Federer hat in seiner Karriere Schläge gezeigt, die es im Tennis so vorher nicht zu sehen gab. Und er hat sie mit einer Leichtigkeit ausgeführt, die die Bewunderung für ihn nur noch größer werden ließ. Doch sogar Roger Federer hat einen Gegner, der selbst für ihn lange übermächtig schien: die Zeit. Der Schweizer feiert in ein paar Wochen seinen 36. Geburtstag – ein für Tennisverhältnisse fast schon biblisches Alter. Große Siege jenseits der 30 sind selten, jenseits der 35 sind sie eine Rarität. Doch Federer wäre nicht der weltweit bewunderte Ausnahmeathlet, wenn er nicht auch der Zeit trotzen könnte. Er hat dafür ein bisschen Anlauf gebraucht – viereinhalb Jahre um genau zu sein. In Melbourne im Januar meldete er sich bei den Australian Open sensationell mit dem Turniersieg zurück, jetzt hat er in Wimbledon den ersehnten achten Titel gewonnen.

2017 hat er nur sieben Turniere gespielt - fünf davon konnte er gewinnen

Die Lust am Tennis ist einer der Gründe für den nicht enden wollenden Erfolg des Schweizers. Während einst Björn Borg oder später auch die Deutschen Boris Becker und Michael Stich nach ihren großen Siegen gar nicht schnell genug ihre Profikarrieren beenden konnten, spielt Roger Federer einfach immer weiter. „Ich denke nicht mehr so sehr an die Weltranglistenpunkte, ich denke an meine Gesundheit und an Turniersiege“, hatte er in Halle, gesagt, als er das Vorbereitungsturnier auf Wimbledon mal wieder gewinnen konnte.

-*-

Aufgaben im Überblick:
[1] Den wievielten Wimbledon-Titel hat Federer laut dem Textauszug gewonnen?
[2] Setze den Text über Roger Federer nach seinem letzten Satz mit einigen Sätzen fort.
Die Einträge danach sind eigenständiges Material und gehören nicht zum Textauszug.

-*-

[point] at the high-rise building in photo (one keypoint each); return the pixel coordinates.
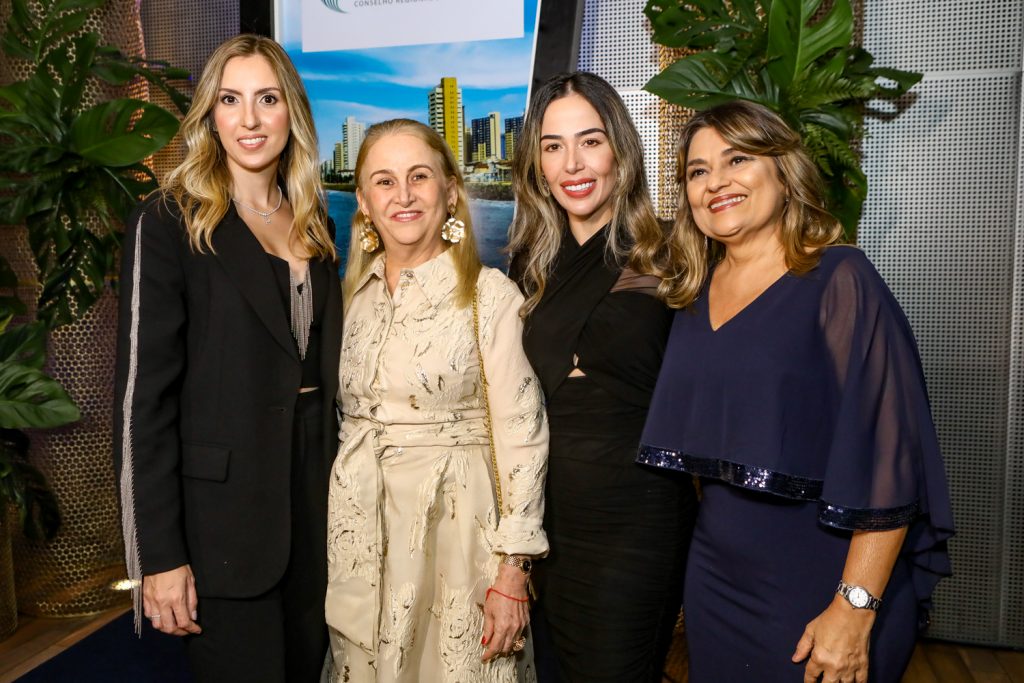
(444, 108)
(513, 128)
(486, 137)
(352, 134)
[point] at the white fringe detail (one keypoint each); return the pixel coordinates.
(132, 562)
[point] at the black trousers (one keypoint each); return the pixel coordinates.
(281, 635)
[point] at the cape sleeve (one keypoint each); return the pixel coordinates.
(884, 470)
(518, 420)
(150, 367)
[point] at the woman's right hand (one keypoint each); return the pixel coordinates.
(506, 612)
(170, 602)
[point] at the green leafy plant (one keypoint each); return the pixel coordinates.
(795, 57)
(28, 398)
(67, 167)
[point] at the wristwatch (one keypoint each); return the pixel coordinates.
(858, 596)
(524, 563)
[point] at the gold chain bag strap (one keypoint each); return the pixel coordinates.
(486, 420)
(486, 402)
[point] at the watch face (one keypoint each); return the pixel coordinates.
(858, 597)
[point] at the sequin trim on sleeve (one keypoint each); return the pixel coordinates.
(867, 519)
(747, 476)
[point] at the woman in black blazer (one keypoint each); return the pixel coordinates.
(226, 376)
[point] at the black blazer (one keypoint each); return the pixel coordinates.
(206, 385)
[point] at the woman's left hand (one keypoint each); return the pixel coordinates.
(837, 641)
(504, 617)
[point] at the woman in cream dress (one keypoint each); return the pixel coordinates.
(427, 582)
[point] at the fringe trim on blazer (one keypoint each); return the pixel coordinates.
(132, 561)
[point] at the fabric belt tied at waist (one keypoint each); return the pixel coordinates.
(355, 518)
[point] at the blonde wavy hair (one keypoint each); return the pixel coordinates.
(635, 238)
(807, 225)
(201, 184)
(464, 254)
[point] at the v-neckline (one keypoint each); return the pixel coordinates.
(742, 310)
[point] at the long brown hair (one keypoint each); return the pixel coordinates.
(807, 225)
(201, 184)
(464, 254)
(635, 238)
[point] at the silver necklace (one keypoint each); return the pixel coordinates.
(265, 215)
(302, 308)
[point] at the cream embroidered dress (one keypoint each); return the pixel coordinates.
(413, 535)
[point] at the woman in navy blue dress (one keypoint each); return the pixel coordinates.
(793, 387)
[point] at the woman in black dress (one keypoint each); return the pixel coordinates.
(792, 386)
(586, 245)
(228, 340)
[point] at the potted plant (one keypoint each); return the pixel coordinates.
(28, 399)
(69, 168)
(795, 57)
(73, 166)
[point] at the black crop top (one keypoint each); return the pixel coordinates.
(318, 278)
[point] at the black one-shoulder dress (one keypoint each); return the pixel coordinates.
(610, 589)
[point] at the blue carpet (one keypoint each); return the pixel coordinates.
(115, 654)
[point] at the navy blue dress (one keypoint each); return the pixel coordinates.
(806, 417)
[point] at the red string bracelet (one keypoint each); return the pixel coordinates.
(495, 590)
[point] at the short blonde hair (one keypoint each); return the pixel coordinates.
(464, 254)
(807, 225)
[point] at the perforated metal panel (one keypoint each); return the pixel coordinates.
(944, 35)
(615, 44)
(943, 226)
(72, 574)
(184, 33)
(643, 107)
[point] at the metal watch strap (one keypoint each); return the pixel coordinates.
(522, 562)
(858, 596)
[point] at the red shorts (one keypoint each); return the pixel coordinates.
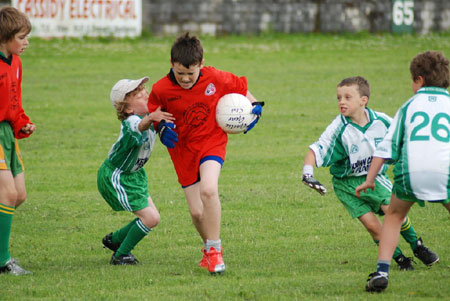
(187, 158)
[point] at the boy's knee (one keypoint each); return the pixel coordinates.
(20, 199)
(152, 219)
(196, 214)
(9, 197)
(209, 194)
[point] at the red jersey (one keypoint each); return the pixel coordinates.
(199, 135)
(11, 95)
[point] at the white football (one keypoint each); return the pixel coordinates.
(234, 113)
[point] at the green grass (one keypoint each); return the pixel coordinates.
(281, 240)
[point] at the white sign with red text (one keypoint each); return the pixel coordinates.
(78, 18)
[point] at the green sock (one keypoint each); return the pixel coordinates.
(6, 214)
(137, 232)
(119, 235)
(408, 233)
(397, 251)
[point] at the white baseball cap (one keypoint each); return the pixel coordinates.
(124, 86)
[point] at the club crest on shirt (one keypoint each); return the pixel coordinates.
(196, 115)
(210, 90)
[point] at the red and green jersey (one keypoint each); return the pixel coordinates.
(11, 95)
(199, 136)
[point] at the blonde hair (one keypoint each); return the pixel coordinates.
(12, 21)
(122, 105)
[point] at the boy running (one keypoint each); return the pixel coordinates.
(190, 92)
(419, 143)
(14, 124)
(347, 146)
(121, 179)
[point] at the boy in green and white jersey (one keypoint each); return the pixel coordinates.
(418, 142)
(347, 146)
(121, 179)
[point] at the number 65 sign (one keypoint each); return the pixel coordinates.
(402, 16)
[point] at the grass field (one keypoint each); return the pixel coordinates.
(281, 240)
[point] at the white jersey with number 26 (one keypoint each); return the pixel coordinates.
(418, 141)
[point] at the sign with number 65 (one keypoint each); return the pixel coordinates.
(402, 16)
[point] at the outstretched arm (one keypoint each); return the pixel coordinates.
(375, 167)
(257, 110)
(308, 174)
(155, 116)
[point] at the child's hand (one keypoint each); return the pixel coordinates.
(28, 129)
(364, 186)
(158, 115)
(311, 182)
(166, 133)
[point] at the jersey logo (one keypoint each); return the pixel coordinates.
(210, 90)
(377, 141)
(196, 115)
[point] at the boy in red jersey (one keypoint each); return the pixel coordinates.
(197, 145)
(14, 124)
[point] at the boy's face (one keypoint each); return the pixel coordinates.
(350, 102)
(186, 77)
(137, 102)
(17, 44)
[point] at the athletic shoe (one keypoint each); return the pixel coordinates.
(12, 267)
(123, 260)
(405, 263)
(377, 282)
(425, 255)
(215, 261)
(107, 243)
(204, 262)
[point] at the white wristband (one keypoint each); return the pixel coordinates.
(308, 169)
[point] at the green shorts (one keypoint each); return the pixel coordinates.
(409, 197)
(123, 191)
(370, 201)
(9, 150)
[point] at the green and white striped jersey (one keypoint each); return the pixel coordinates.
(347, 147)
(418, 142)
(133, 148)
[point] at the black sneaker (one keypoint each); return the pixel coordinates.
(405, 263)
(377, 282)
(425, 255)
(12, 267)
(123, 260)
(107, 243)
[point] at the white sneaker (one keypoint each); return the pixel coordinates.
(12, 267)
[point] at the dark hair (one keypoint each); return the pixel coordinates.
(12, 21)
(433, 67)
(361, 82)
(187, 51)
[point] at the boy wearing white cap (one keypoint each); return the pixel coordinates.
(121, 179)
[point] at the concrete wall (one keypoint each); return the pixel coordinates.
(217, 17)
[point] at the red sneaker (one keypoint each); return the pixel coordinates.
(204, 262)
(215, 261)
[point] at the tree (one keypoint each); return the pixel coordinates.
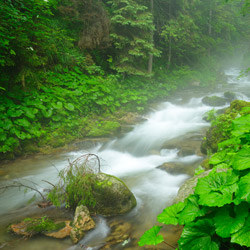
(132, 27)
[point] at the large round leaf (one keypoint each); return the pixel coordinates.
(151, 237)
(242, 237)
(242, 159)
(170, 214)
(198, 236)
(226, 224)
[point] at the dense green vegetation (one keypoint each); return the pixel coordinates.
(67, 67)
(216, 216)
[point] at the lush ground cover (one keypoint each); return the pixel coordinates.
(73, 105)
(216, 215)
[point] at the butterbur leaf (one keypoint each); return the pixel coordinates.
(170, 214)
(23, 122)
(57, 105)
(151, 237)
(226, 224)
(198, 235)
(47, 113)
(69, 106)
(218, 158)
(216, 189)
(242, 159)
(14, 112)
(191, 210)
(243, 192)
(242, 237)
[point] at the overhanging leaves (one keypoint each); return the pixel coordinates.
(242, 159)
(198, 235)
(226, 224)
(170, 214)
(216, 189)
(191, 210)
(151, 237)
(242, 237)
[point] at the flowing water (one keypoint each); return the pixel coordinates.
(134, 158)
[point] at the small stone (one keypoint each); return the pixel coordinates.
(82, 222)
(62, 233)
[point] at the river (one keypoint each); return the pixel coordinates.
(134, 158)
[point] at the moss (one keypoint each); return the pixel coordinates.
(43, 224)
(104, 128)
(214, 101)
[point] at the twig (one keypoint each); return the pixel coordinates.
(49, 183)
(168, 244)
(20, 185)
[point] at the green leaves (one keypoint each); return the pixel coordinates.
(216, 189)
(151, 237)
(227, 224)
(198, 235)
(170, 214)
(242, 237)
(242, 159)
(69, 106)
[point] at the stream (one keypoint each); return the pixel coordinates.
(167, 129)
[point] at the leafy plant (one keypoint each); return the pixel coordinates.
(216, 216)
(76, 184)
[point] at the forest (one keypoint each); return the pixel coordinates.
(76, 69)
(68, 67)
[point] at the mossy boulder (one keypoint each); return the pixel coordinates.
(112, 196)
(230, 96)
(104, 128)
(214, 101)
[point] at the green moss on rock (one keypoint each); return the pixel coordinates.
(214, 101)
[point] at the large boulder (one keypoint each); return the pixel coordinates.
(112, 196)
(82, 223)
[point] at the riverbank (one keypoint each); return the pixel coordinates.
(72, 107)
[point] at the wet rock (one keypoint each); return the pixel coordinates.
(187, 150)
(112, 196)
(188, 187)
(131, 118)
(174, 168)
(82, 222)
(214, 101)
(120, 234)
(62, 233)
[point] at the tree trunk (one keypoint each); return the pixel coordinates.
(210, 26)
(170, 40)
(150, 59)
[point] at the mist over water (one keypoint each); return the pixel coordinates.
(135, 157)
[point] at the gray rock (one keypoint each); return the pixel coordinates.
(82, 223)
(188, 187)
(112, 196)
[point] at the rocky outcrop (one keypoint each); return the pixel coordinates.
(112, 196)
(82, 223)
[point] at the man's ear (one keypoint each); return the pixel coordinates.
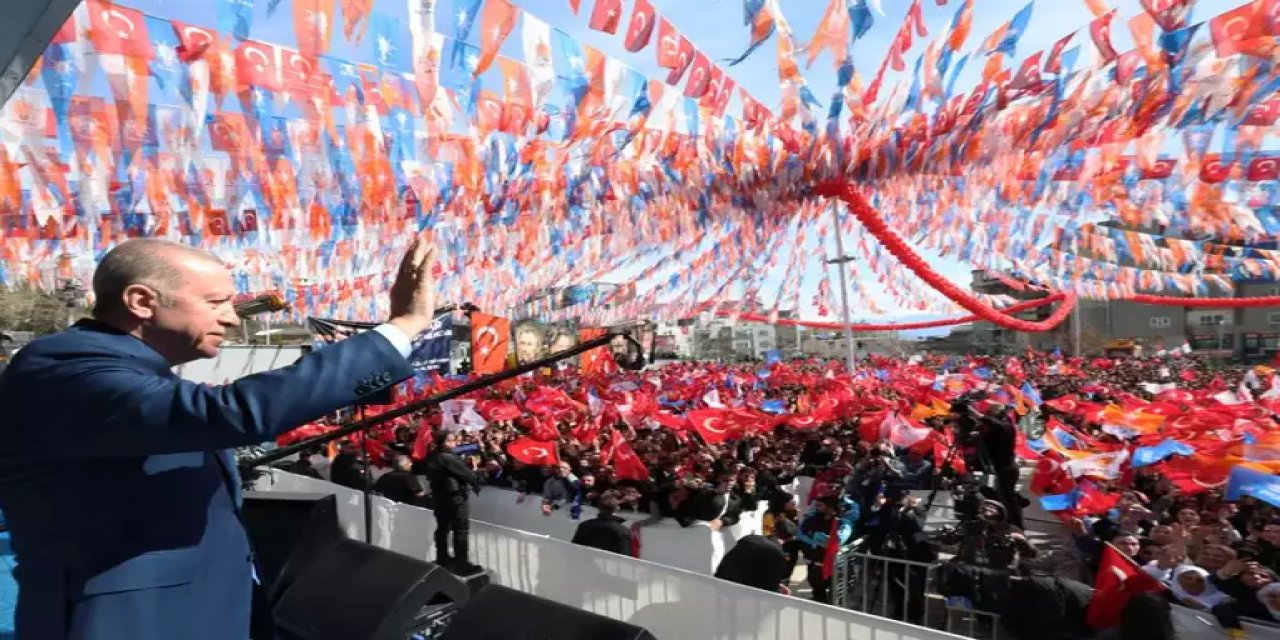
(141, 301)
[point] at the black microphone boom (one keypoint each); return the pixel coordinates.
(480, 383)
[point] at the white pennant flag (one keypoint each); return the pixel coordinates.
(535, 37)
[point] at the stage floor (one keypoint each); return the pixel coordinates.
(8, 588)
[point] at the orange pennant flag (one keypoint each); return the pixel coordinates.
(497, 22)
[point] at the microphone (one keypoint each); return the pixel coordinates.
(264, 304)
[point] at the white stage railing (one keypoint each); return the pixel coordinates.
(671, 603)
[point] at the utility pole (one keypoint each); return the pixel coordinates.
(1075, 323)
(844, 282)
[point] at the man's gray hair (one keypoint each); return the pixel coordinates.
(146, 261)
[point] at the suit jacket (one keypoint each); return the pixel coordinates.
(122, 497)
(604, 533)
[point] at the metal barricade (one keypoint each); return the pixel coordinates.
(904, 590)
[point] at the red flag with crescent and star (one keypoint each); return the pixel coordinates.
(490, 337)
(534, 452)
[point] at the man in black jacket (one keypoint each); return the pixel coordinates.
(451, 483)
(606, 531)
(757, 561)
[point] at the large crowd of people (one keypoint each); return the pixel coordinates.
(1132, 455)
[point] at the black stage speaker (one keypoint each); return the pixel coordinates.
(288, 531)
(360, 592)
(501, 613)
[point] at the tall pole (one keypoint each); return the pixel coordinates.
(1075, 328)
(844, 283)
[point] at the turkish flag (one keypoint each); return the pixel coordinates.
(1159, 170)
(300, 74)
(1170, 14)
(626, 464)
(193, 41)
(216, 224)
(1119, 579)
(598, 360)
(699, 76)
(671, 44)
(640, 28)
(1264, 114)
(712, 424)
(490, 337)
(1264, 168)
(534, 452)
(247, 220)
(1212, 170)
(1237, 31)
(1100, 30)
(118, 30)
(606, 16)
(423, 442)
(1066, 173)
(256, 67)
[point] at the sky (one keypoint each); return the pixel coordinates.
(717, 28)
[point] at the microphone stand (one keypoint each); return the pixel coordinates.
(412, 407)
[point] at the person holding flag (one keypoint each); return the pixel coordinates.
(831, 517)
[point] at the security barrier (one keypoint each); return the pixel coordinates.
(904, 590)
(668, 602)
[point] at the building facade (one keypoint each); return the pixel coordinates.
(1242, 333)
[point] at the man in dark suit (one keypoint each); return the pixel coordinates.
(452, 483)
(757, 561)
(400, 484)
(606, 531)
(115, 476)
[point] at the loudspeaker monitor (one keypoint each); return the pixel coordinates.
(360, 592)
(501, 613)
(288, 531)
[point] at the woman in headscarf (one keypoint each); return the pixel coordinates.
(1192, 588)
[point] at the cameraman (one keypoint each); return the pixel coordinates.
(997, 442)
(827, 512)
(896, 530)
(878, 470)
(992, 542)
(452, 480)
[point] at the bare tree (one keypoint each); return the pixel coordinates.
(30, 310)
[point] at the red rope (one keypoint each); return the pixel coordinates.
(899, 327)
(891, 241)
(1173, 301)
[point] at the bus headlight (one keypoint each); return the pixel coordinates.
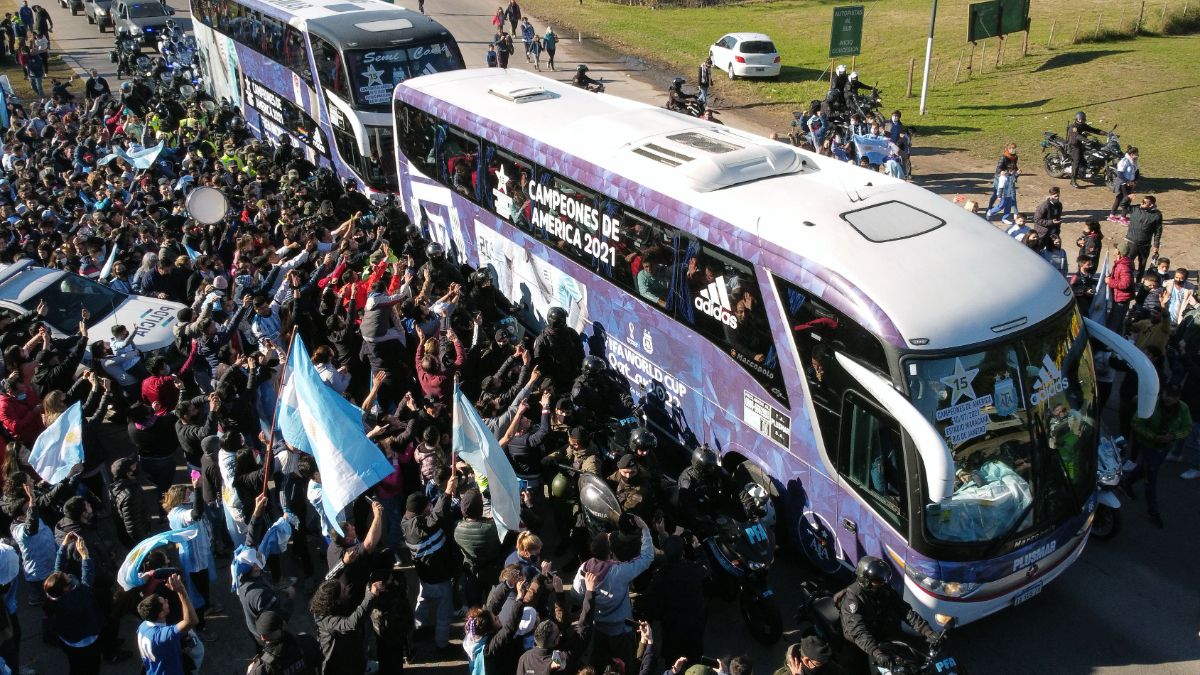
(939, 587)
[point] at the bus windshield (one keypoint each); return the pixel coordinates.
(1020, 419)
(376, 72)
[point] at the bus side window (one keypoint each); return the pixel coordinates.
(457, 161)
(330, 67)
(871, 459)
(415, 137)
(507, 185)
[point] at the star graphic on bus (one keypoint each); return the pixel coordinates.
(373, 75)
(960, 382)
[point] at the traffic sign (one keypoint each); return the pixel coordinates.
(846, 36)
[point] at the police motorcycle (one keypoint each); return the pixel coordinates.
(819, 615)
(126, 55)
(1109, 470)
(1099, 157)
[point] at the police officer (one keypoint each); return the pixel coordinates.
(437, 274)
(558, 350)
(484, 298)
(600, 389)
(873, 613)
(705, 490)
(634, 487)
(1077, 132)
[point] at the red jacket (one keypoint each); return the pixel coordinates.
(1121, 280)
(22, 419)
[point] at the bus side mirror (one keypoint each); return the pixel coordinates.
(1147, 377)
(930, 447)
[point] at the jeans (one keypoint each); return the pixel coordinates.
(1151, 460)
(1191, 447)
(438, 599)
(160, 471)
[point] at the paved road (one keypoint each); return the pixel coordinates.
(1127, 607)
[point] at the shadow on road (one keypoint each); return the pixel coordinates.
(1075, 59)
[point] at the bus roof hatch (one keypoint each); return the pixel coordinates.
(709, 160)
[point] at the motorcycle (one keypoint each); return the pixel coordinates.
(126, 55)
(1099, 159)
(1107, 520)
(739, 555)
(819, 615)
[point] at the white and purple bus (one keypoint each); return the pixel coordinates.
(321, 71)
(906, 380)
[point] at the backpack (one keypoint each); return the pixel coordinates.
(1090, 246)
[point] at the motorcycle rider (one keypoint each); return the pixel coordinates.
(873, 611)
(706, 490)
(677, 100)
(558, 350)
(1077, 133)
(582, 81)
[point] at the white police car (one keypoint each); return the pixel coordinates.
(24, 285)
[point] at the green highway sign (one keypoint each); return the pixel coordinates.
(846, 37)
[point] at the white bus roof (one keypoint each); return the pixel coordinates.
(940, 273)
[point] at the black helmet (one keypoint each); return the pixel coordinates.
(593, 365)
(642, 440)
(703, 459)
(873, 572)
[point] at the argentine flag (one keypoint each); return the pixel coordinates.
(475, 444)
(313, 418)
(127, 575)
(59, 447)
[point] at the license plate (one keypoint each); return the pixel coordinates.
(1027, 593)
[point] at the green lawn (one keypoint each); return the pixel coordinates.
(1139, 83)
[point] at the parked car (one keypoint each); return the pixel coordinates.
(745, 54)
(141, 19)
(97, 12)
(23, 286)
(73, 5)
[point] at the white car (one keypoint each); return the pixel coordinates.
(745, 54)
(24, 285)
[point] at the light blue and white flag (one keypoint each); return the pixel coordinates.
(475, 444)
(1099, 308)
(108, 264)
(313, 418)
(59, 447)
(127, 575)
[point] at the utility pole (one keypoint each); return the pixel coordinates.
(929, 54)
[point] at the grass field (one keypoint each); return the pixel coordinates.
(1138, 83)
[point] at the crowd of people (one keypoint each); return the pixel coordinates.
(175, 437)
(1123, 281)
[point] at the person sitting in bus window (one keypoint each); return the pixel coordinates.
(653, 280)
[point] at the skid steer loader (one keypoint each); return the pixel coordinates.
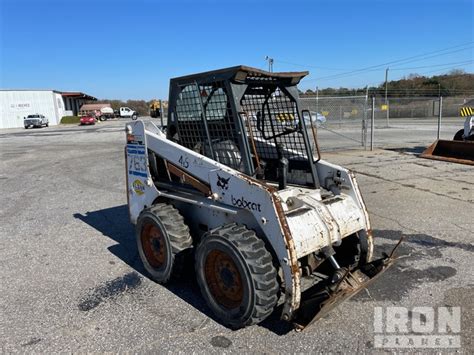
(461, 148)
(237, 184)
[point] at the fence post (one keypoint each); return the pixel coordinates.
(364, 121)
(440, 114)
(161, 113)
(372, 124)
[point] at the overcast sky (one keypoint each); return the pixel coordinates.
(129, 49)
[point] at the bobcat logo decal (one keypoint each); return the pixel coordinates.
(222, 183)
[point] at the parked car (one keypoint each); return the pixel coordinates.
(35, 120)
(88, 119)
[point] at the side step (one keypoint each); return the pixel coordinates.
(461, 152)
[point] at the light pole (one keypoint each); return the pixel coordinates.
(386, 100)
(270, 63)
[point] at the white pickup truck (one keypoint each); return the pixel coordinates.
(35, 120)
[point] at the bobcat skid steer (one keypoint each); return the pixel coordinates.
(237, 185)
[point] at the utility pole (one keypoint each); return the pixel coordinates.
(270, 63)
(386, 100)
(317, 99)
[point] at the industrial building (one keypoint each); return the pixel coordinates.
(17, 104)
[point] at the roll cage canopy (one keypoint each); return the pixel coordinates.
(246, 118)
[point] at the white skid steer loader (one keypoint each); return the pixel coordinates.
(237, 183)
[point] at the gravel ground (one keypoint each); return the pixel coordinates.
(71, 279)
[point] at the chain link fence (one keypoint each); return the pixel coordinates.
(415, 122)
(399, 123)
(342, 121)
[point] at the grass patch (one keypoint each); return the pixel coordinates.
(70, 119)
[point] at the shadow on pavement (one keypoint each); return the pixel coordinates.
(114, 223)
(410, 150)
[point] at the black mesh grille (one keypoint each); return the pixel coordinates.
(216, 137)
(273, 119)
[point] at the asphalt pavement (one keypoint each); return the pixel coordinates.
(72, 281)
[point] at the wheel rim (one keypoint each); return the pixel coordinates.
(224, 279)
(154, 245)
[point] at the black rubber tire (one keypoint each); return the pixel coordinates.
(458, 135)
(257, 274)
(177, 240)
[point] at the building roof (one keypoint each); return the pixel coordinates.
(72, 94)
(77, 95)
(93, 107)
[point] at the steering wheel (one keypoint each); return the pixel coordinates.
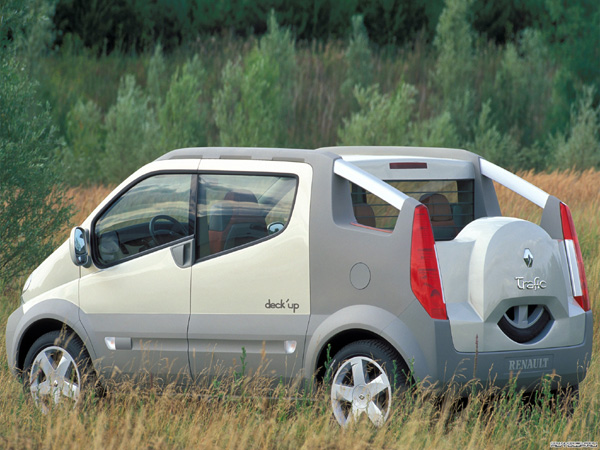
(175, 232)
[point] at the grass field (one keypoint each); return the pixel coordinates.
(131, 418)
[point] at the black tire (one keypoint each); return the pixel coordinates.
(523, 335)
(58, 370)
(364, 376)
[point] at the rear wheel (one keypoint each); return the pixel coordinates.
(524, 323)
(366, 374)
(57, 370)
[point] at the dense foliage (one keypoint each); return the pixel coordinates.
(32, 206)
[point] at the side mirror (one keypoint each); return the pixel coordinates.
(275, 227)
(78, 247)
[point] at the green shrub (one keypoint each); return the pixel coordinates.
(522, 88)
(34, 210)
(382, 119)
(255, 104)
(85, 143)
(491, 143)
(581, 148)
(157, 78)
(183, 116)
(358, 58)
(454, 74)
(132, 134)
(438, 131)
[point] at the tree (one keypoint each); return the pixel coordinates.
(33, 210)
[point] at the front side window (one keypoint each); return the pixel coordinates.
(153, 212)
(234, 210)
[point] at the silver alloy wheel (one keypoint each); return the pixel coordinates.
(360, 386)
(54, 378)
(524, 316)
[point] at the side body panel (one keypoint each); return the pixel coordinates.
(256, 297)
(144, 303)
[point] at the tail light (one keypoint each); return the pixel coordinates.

-*-

Antworten im Überblick:
[1] Den achten.

[2]
Das mit der Gesundheit war für ihn in seiner Karriere nur selten wirklich ein Thema, doch im vergangenen Jahr verpasste er nach seiner Niederlage im Wimbledon-Halbfinale den Rest der Saison aufgrund von Knieproblemen. Daraus hat Federer die Lehre gezogen, seinen Körper noch dosierter zu beanspruchen. So hat er 2017 bisher nur sieben Turniere insgesamt bestritten – fünf davon konnte er gewinnen. Die Sandplatzsaison ließ er gleich komplett aus, nach dem Sieg in Miami legte er eine zehnwöchige Pause ein. „Das werde ich jetzt häufiger so machen, so kann ich meine Karriere verlängern.“

Es ist sind Worte wie diese, die die Herzen vieler Tennisfans höher schlagen lassen. Denn Federer ist nicht nur der wohl beste Spieler der Geschichte seines Sports, er ist auch der beliebteste. In Wimbledon war die Begeisterung für ihn beinahe noch größer als die für den Local Hero Andy Murray. Und wenn er wieder einmal einen Punkt in der für ihn so typischen, fast lässigen Eleganz gewinnen konnte, zauberte Roger Federer den Fans fast schon Glückseligkeit in die Gesichter. Sein Spiel löst eine Begeisterung aus, wie es sie im Sport Ländergrenzen überschreitend nur selten gibt. Und das ist auch nicht erst so, seit sein Karriereende näher rückt.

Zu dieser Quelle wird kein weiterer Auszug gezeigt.